Please copy out the lines in the entries that contain "along".

BEGIN

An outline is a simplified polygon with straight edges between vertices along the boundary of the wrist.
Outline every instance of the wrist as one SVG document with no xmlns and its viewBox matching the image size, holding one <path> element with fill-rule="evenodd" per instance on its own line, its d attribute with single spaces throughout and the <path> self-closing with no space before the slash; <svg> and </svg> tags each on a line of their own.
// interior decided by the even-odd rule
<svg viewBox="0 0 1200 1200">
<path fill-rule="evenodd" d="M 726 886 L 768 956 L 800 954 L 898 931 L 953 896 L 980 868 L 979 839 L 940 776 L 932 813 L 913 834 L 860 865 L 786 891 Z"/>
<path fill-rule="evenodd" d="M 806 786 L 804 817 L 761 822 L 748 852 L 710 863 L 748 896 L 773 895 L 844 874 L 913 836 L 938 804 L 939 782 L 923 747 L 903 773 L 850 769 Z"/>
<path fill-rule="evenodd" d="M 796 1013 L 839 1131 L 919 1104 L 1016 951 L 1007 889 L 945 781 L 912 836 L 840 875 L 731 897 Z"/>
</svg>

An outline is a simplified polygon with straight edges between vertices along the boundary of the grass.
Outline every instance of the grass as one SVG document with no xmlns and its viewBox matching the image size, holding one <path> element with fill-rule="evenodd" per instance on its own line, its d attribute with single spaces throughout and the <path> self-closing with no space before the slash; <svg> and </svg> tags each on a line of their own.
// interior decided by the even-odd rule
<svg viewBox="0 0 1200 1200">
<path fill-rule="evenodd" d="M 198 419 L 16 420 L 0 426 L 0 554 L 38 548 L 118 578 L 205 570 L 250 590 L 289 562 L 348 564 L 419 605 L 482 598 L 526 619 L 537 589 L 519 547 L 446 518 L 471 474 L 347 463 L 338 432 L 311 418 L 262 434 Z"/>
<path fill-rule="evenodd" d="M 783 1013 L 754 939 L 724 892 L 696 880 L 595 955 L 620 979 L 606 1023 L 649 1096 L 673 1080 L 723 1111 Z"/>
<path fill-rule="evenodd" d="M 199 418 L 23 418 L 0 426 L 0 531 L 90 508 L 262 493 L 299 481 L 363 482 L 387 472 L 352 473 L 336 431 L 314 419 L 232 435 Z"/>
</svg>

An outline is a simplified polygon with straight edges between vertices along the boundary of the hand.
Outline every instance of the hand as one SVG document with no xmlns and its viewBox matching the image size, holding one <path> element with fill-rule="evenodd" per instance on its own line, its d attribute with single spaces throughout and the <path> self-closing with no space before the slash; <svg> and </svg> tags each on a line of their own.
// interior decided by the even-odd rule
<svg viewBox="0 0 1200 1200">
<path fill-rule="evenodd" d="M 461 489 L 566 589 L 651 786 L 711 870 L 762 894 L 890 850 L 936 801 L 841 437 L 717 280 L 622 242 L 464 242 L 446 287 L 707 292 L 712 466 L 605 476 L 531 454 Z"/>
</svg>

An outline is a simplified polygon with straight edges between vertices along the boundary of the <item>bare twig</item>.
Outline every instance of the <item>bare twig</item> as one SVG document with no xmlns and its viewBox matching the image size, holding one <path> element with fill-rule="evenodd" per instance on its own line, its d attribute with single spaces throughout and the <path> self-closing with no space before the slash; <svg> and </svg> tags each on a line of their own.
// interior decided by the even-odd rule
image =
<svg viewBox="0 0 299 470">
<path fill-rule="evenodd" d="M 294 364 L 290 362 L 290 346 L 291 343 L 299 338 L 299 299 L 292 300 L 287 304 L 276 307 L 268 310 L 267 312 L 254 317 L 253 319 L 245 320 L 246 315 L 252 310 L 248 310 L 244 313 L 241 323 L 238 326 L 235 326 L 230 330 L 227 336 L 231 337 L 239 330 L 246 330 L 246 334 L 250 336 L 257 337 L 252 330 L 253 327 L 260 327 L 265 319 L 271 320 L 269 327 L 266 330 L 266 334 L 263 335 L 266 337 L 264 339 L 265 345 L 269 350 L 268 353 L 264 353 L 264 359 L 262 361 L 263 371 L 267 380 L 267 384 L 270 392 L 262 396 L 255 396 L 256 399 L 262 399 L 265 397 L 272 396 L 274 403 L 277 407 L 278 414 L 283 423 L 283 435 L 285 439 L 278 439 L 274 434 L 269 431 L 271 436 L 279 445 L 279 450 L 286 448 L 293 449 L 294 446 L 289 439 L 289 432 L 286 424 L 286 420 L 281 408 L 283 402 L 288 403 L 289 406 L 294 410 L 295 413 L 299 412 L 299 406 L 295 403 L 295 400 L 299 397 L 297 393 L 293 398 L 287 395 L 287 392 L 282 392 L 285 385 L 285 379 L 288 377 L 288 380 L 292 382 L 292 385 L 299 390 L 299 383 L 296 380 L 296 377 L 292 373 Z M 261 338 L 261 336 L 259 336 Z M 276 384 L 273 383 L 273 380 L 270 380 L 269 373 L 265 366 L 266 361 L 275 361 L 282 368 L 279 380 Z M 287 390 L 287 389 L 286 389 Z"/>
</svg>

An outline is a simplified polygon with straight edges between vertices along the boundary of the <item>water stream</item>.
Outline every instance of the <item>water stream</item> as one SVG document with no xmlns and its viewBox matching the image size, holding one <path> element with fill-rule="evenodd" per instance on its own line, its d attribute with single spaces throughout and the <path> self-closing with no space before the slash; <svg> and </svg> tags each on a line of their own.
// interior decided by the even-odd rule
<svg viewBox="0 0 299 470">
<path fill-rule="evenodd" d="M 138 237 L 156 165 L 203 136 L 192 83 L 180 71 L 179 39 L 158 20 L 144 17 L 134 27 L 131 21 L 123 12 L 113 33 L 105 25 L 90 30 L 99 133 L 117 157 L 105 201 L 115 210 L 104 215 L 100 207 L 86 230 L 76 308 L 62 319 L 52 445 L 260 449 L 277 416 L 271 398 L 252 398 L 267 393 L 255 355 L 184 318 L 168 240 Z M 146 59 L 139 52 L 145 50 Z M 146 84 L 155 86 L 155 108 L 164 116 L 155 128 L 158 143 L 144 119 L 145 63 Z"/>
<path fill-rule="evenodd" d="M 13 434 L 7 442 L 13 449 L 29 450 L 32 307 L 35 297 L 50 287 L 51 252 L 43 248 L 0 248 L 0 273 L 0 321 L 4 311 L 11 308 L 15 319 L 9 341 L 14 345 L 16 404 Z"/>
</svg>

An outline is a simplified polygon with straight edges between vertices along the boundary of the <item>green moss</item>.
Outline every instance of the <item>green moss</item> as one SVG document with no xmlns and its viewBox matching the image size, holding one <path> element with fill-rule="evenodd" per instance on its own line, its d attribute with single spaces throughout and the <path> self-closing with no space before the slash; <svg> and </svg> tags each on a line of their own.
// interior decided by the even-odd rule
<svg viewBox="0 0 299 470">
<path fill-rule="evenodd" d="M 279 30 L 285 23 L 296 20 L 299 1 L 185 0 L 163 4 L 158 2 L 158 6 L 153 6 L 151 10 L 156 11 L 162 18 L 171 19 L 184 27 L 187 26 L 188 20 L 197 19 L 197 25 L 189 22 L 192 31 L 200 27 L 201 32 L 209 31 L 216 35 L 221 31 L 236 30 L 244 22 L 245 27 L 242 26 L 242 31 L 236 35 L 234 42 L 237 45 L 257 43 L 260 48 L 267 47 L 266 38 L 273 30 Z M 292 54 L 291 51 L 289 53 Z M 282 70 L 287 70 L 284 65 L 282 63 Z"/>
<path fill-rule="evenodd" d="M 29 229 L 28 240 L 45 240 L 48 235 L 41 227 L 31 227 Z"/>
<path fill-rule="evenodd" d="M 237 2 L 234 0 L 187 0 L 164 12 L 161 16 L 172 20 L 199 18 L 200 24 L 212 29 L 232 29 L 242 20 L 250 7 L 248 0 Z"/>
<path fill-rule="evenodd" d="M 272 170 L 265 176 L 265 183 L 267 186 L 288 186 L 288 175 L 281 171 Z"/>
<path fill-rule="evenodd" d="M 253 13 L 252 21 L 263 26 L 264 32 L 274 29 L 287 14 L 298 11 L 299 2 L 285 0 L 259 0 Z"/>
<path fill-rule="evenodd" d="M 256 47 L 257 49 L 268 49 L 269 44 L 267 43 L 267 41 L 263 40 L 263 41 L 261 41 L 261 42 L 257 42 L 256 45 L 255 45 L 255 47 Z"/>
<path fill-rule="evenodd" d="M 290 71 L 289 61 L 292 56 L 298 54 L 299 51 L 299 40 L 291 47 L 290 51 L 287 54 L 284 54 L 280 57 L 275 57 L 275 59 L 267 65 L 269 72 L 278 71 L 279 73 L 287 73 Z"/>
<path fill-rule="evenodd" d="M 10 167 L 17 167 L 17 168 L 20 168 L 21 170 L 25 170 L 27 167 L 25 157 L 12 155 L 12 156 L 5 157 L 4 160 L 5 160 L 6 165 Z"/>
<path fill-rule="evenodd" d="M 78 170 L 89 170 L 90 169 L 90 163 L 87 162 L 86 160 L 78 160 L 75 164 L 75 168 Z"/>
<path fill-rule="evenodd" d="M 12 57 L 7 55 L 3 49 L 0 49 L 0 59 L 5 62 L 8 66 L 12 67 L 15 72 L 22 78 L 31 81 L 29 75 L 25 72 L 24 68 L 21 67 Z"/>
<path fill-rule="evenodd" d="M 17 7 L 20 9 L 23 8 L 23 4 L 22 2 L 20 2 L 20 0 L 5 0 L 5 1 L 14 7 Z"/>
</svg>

END

RESULT BELOW:
An outline is a simplified polygon with straight edges between vertices along the boundary of the wrist.
An outline is a simplified polygon with straight edges between vertices along the boundary of the grass.
An outline is a simplified polygon with straight edges between vertices along the boundary of the hand.
An outline is a simplified polygon with straight edges between vertices along the boundary of the <item>bare twig</item>.
An outline is a simplified polygon with straight edges between vertices along the boundary of the <item>water stream</item>.
An outline is a simplified polygon with straight edges between vertices along the boundary of the <item>green moss</item>.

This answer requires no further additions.